* **Exercise requirements**
Extend the discussion thread below about Carnegie Mellon's CAPTCHA digitization project, starting right after its final sentence.

* **Source passage**
Carnegie Mellon CAPTCHA Digitization Project Now Underway

← Back to Stories (view on slashdot.org)

Carnegie Mellon CAPTCHA Digitization Project Now Underway

Posted by Zonk on Tuesday October 2, 2007 @12:44AM from the way-more-fun-than-the-usual-kind dept.

tomandlu writes "The BBC is reporting that Carnegie Mellon University has found a novel use for CAPTCHAs — deciphering old texts. We've discussed this project before, but it was prior to it getting off the ground. Users Entering text acts as a sort of distributed computing project. Basically, the CAPTCHA is made up of two words — one of which is known to Carnegie, and one of which isn't. If the user correctly deciphers the known word, then the unknown word is assumed to be correct. Well, almost. Two different users must give the same answer to the same unknown CAPTCHA before it is taken off the list. 'Using the reCAPTCHA system von Ahn's team is digitizing documents and manuscripts as fast as the Internet Archive can supply them, and the good news for book lovers (and bad news for spammers) is that the supply of reCAPTCHAs is not likely to dry up any time soon.'"

30 of 119 comments (clear)

Fiery church? by gEvil+(beta) · 2007-10-02 00:48 · Score: 2, Funny

Is this proof that Carnegie Mellon (and the BBC) support religious terrorism?

--
This guy's the limit!
I want to participate... by DrWho520 · 2007-10-02 00:50 · Score: 3, Interesting

Where can I sign up? Sounds like a great way to burn a few hours on a rainy, Saturday afternoon!

--
The cancel button is your friend. Do not hesitate to use it.
1. Re:I want to participate... by morgan_greywolf · 2007-10-02 00:54 · Score: 2, Funny
  
  Apparently, you have to go down to the fiery church to burn a few hours...
  
  --
  My blog
2. Re:I want to participate... by EvilGrin666 · 2007-10-02 00:54 · Score: 4, Informative
  
  Here's the website, http://recaptcha.net/
3. Re:I want to participate... by Falkkin · 2007-10-02 02:00 · Score: 2, Insightful
  
  Our demo at http://recaptcha.net/fastcgi/demo/recaptcha keeps track of the number of words you've digitized. :)
Problems by David_Shultz · 2007-10-02 01:07 · Score: 2, Interesting

Interesting idea, but here are the immediate problems as I see them...

Captchas are now twice as annoying for the user, since you have to type two words (but maybe the fact that there is some value in it will appease the user).

Some algorithms these days are quite literally better than humans at detecting the hidden text in captchas. Pictures, not text, are better for this purpose.

* **Record list**
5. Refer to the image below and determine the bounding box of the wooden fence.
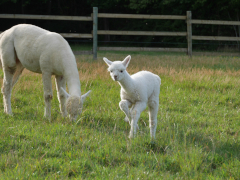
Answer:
[0,7,240,59]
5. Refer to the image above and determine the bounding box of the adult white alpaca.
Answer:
[103,55,161,139]
[0,24,90,119]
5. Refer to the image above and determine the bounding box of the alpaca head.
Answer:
[103,55,131,81]
[61,88,91,120]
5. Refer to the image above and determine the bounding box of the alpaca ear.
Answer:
[122,55,131,67]
[61,87,70,99]
[81,90,91,102]
[103,57,112,66]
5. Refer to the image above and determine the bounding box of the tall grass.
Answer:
[0,52,240,179]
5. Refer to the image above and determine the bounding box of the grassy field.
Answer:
[0,52,240,180]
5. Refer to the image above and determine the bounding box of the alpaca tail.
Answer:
[0,31,5,68]
[0,31,5,41]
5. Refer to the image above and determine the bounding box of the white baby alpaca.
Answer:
[0,24,90,119]
[103,55,161,139]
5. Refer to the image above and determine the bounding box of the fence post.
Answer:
[187,11,192,57]
[92,7,98,60]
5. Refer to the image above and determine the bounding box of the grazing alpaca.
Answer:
[103,55,161,139]
[0,24,90,119]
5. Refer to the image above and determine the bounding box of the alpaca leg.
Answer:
[42,72,53,119]
[129,102,147,138]
[12,61,24,87]
[2,67,15,115]
[55,76,67,117]
[119,100,132,124]
[148,100,159,139]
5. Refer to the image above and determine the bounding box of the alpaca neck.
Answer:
[118,72,135,93]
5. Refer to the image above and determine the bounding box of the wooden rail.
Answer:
[191,19,240,26]
[98,47,187,52]
[0,7,240,59]
[98,30,187,36]
[0,14,92,21]
[192,36,240,41]
[98,13,186,20]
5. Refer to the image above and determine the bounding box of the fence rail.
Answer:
[0,14,93,21]
[98,13,186,20]
[98,30,187,36]
[0,7,240,59]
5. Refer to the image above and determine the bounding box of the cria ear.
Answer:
[81,90,91,102]
[122,55,131,67]
[61,87,70,98]
[103,57,112,66]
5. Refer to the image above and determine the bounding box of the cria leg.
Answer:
[119,100,132,124]
[148,100,159,139]
[42,72,52,119]
[2,67,15,115]
[129,102,147,138]
[55,76,67,117]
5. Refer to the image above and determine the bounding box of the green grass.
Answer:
[0,52,240,180]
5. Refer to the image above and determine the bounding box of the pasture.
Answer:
[0,51,240,180]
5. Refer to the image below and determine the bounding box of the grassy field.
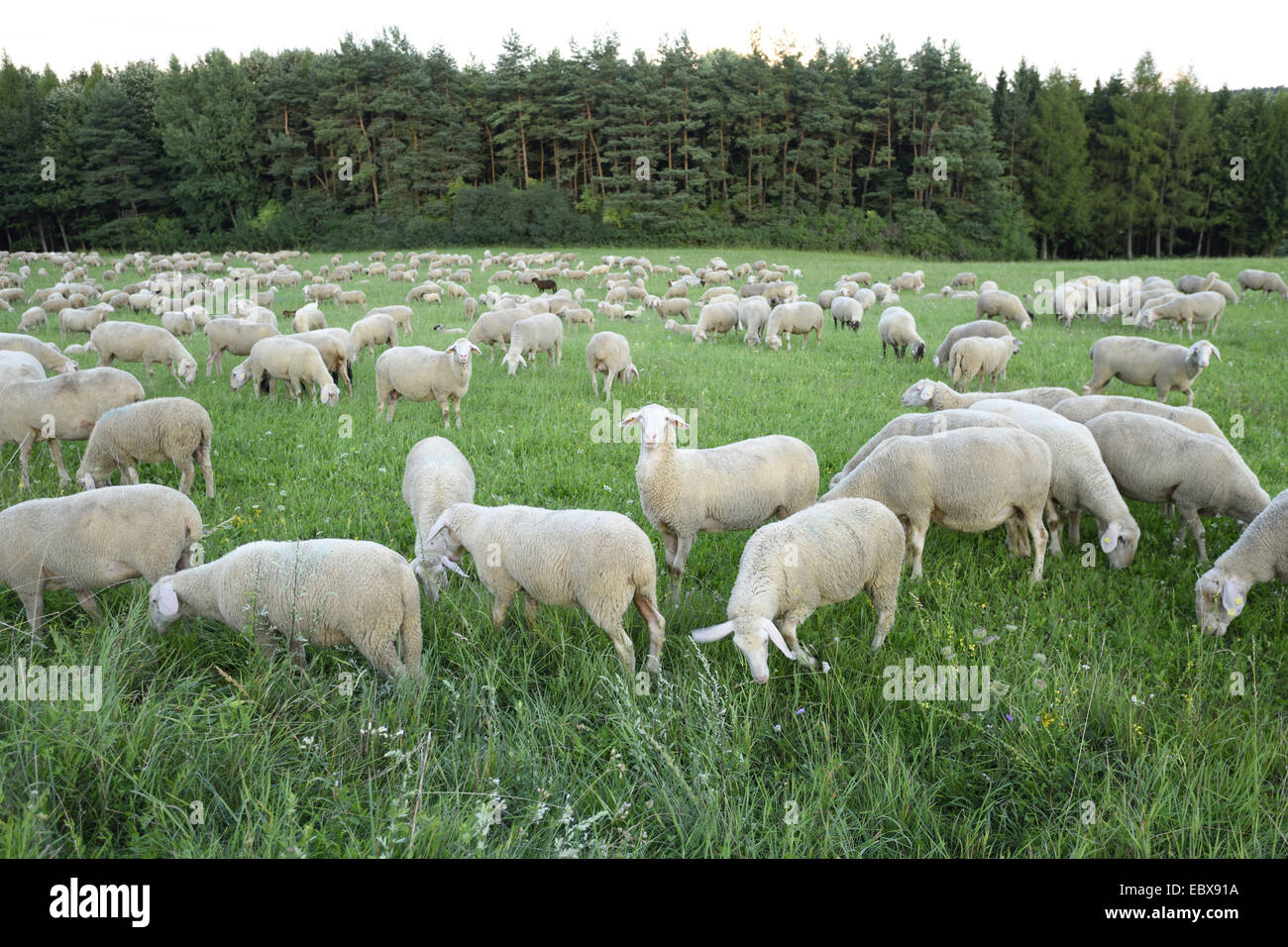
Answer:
[0,248,1288,857]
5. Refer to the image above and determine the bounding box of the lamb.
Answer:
[975,290,1033,329]
[1082,335,1221,406]
[877,305,926,363]
[76,398,215,498]
[376,337,482,428]
[403,437,474,601]
[228,335,340,407]
[828,408,1020,489]
[901,377,1078,411]
[819,428,1051,582]
[1051,394,1227,441]
[587,333,640,402]
[970,398,1140,569]
[948,335,1022,391]
[1239,269,1288,299]
[349,312,398,360]
[426,502,666,678]
[0,368,143,484]
[765,300,834,352]
[0,489,201,638]
[0,333,80,374]
[501,312,563,374]
[1194,491,1288,637]
[1086,411,1270,562]
[934,320,1012,371]
[149,541,421,679]
[692,500,906,684]
[205,320,279,377]
[621,404,818,600]
[89,322,197,388]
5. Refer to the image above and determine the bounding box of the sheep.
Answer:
[149,541,421,679]
[819,428,1051,582]
[692,498,906,684]
[828,408,1020,489]
[619,404,818,600]
[376,337,490,428]
[765,300,823,352]
[1082,335,1221,406]
[426,502,666,678]
[934,320,1012,371]
[76,398,215,498]
[0,368,143,484]
[1051,394,1227,441]
[1086,411,1270,562]
[970,398,1140,569]
[975,290,1033,329]
[501,312,563,374]
[465,308,533,362]
[587,333,640,402]
[0,489,201,639]
[403,437,474,601]
[228,335,340,407]
[0,333,80,374]
[948,335,1022,391]
[89,322,197,388]
[1239,269,1288,299]
[877,305,926,363]
[1194,489,1288,637]
[205,320,279,377]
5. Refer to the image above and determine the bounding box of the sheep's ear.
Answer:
[690,621,733,644]
[760,618,796,661]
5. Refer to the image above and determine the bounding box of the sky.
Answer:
[0,0,1288,89]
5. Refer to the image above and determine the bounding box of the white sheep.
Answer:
[376,337,490,428]
[76,398,215,498]
[819,428,1051,582]
[692,500,906,684]
[149,541,421,679]
[0,489,201,637]
[1194,489,1288,637]
[621,404,818,599]
[426,502,666,678]
[1082,335,1221,406]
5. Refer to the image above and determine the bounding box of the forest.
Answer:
[0,30,1288,259]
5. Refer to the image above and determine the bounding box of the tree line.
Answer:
[0,30,1288,259]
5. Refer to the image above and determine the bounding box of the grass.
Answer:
[0,248,1288,857]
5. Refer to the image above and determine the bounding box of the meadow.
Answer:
[0,248,1288,857]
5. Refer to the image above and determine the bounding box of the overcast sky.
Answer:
[0,0,1288,89]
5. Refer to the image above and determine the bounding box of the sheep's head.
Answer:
[691,616,796,684]
[618,404,690,451]
[1194,569,1252,637]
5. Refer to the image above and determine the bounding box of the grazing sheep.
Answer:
[819,428,1051,582]
[76,398,215,498]
[426,502,666,678]
[975,290,1033,329]
[1082,335,1221,406]
[0,489,201,638]
[1086,411,1270,562]
[1194,489,1288,637]
[692,500,906,684]
[877,305,926,361]
[587,333,640,402]
[150,541,421,679]
[403,437,474,601]
[828,408,1020,489]
[89,322,197,388]
[376,337,490,428]
[948,335,1022,391]
[621,404,818,599]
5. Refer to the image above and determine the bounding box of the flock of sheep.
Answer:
[0,246,1288,683]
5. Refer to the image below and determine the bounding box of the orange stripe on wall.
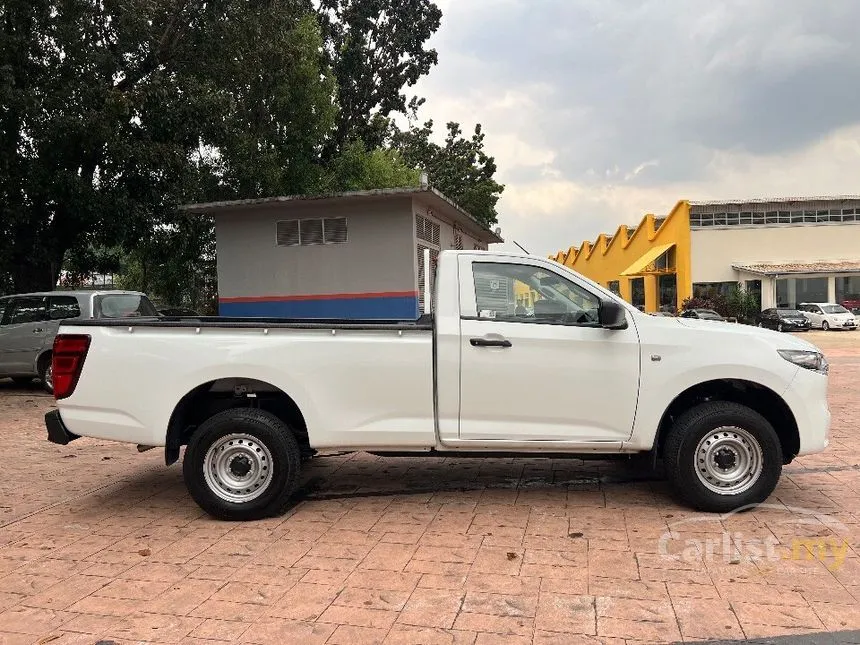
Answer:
[218,291,418,303]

* **Answer to the task**
Testing the answer against another users answer is a good idea in principle (its how they make sure no one is cheating in distributed computing projects) but giving the same answer as another user is not difficult when they are using the same algorithm. We can assume that any algorithm being applied against this captcha is trying to do loads of work (that is, after all, why you write such a program) and so it will be answering the same question multiple times.

Am I right on these points? (I just woke up).
1. Re:Problems by AltGrendel · 2007-10-02 01:13 · Score: 3, Insightful
  
  I agree, but if you think about it, it's really a win-win for Carnegie Mellon. Either way, they get the text translated.
  
  --
  The simple truth is that interstellar distances will not fit into the human imagination
  - Douglas Adams
2. Re:Problems by jsight · 2007-10-02 01:22 · Score: 5, Insightful
  
  I agree... I don't understand why people find so many silly faults with this.
  
  1. Its not twice as annoying. Compared to how faded and scrambled many "one-word" captchas are, this is significantly less annoying.
  2. People seem to be acting like someone will fill out one word correctly and then intentionally scramble the other to screw up the project. Not many people are crazy enough to even want to do that. But even if they were, how do they know which word is the known, and which is the unknown?
  3. Endless Supply - Each word that is correctly translated is another word that is "known" and therefore can be safely used as a known in a new captcha.
  4. Verification - Thanks to #3, they could also potentially maintain the verification % rate for various words to later determine the accuracy or inaccuracy of past translations (assuming that they ever find that to be a problem).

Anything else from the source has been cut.